Exercise goal: Copy exactly the lines of the data below that run from the line holding "the white canopy" through the line holding "of the group", both ends included.

Material for this task:

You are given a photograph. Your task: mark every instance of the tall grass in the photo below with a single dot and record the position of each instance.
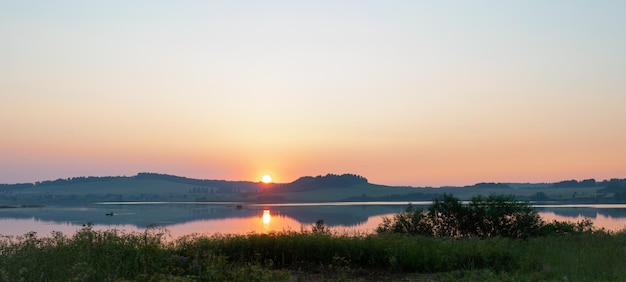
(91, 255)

==

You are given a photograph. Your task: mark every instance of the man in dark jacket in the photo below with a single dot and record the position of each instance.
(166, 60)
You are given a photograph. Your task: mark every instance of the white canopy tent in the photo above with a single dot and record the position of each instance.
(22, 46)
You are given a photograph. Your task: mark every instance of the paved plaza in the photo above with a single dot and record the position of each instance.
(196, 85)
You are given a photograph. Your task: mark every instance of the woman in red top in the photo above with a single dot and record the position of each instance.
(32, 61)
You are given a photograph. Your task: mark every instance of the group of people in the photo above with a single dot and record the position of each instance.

--

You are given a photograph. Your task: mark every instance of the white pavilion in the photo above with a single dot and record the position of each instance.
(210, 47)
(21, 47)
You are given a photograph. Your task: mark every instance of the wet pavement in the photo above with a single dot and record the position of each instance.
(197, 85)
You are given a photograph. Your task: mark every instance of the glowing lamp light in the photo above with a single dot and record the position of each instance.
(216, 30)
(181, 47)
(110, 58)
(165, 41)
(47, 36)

Problem solution:
You are given a photograph. Your task: mark every instance of the white canopy tent in the photo above with a single dot and record the position of each instance.
(22, 46)
You are given a photograph. Your task: mark every instance of the paved plaza in the photo above with a single dot and record the position of each instance.
(196, 85)
You are given a photograph. Your task: mark every instance of the woman in red top in the photo above with a single dot and record the position of each instance.
(32, 61)
You are given a photograph. Your task: mark every instance of the group of people in the photo above with a single dot and record the position of each instance.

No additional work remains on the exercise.